> _AIM OF THE TASK_
Add -74 to every coordinate in the answer while rewriting each line of the listing below, everything from the line containing "Question: In the picture above, for every instance of the tree" down to the line containing "225), (262, 250)]". Keep all other lines in that span unchanged.

Part of a data file:

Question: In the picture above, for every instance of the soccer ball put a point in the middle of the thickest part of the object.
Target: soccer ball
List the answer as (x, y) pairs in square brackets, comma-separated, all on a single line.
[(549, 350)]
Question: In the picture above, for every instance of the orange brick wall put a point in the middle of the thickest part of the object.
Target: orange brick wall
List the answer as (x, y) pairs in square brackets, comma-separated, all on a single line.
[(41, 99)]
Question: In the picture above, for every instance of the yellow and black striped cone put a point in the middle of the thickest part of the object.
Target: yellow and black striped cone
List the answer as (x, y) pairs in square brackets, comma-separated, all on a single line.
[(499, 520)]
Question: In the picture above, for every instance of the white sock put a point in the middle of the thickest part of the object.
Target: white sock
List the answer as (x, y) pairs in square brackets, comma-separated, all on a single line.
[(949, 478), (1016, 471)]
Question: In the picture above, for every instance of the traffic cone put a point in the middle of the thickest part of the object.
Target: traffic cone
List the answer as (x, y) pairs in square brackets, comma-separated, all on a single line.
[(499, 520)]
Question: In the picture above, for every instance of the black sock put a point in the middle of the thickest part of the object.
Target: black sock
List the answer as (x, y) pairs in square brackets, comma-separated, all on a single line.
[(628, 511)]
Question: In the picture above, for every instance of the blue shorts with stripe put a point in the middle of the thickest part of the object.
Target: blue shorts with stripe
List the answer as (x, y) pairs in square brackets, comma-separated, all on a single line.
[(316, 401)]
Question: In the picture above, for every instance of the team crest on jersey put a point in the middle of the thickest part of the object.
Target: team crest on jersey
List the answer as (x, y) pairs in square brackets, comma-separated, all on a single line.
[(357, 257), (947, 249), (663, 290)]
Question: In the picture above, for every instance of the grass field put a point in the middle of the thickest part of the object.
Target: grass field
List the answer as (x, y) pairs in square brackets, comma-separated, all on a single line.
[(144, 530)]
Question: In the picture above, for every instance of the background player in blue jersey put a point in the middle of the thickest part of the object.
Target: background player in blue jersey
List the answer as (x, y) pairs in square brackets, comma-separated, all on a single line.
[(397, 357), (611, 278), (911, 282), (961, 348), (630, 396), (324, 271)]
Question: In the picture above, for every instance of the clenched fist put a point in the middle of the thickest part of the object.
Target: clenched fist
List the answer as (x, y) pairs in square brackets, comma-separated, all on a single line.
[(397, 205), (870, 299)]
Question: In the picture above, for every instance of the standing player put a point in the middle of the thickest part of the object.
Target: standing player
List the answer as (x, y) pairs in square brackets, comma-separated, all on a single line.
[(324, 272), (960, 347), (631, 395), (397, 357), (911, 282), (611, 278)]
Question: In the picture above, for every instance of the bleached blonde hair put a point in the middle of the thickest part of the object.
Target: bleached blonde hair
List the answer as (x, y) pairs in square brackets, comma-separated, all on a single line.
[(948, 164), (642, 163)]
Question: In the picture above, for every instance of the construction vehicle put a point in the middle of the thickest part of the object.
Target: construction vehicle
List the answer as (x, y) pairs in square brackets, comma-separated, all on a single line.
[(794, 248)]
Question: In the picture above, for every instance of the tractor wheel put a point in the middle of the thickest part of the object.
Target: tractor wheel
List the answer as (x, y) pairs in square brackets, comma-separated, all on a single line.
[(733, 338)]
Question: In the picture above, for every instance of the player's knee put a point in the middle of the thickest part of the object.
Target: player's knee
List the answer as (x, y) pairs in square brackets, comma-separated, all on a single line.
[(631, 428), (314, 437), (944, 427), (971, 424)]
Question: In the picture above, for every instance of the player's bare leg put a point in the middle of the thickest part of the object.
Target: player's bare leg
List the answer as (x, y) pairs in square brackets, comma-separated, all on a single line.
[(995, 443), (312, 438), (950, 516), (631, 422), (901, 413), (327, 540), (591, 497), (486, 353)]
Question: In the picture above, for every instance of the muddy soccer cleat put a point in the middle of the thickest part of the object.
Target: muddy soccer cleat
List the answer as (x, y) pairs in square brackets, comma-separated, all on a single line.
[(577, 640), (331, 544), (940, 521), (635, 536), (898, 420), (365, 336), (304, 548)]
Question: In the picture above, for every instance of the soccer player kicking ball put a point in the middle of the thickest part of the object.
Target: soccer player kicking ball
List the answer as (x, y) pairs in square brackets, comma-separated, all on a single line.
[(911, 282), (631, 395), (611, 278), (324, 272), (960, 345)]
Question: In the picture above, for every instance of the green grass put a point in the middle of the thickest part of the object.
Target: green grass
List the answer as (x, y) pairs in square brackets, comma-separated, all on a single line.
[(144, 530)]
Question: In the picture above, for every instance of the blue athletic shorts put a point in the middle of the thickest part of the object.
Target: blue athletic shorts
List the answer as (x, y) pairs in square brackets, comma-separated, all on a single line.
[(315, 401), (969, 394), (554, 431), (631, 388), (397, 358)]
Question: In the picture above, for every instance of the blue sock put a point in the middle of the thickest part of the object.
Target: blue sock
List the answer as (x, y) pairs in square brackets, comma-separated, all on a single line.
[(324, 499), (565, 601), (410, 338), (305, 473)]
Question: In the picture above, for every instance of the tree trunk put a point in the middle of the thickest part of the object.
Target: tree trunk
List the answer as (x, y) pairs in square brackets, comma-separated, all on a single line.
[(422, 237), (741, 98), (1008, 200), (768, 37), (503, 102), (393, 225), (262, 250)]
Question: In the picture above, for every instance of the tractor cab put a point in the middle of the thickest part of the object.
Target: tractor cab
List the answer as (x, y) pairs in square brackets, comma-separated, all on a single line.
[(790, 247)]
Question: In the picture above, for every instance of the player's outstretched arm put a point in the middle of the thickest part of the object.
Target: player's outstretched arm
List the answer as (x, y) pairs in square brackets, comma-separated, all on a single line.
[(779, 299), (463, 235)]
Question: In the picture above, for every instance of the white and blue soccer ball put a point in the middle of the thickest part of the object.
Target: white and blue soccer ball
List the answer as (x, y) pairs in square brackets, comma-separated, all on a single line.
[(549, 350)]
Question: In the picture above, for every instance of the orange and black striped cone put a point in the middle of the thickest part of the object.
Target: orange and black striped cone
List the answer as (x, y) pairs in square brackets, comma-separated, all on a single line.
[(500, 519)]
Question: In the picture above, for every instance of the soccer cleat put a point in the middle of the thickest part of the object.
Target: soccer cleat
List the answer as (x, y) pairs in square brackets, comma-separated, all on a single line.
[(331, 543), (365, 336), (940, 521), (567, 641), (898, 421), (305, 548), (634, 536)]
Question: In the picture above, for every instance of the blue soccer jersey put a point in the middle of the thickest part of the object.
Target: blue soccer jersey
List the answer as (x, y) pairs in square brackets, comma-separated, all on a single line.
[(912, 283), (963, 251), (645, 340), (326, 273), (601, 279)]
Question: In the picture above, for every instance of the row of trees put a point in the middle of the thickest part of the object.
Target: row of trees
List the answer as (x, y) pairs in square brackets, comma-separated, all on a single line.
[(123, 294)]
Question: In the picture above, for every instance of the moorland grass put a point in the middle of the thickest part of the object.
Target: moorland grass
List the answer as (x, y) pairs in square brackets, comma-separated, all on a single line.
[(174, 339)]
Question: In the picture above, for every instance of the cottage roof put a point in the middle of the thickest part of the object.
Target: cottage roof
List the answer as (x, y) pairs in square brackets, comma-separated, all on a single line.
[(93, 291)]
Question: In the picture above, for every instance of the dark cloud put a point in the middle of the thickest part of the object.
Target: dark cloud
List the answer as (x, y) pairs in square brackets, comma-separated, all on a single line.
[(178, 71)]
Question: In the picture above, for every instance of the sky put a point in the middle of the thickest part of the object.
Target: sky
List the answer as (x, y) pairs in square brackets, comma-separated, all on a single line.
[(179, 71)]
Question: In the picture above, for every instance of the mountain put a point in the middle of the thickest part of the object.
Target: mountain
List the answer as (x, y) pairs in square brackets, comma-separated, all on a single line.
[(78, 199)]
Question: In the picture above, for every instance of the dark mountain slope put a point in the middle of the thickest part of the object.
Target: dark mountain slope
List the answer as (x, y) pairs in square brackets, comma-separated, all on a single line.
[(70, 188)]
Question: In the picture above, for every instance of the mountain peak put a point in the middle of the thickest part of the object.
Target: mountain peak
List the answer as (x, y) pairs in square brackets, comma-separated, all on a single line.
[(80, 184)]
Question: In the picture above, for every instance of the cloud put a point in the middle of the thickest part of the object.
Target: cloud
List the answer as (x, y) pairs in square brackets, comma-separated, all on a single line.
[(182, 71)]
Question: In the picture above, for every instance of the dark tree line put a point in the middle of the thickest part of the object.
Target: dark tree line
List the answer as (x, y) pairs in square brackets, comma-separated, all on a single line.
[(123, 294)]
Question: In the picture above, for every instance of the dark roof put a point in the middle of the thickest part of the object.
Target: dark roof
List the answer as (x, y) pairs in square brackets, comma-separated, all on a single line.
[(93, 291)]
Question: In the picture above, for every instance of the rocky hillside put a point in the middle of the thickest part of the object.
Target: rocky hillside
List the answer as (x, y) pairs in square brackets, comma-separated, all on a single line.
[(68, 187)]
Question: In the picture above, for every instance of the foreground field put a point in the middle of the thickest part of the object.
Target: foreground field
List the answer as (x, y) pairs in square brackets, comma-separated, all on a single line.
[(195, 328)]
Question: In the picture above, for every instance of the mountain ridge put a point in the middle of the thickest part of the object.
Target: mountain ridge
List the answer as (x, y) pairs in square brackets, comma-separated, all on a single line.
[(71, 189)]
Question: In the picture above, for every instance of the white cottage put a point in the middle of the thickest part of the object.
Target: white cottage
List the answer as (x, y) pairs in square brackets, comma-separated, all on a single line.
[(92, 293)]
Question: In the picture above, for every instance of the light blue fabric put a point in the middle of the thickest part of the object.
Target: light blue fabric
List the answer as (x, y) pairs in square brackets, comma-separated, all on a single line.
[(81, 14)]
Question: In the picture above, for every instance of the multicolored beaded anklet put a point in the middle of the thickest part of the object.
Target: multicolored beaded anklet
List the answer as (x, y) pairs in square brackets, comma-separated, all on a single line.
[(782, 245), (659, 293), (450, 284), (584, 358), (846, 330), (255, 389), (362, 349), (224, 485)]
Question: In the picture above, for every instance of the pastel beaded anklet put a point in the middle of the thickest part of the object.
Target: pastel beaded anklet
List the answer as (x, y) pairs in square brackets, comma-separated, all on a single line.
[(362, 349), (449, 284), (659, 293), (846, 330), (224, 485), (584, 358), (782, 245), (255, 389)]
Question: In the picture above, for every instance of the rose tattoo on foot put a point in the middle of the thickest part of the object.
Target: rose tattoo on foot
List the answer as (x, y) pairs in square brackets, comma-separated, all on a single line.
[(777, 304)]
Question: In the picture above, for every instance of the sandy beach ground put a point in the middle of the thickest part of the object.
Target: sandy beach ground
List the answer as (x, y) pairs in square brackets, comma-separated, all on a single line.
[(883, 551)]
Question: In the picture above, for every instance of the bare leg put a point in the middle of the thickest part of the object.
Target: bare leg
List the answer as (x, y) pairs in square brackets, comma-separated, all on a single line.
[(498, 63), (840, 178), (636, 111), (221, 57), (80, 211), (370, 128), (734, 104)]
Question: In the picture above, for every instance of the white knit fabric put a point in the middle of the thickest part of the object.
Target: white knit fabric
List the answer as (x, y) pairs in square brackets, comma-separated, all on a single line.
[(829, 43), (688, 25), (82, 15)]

> _TASK ANSWER_
Question: In the picture above, for every instance of the tree trunk put a point in the middle of the thickest part of the object.
Target: tree trunk
List the answer as (x, y) pairs in square brackets, comma-separated, all on a single line.
[(348, 163), (667, 24), (934, 126), (694, -37), (429, 28), (319, 151), (188, 176)]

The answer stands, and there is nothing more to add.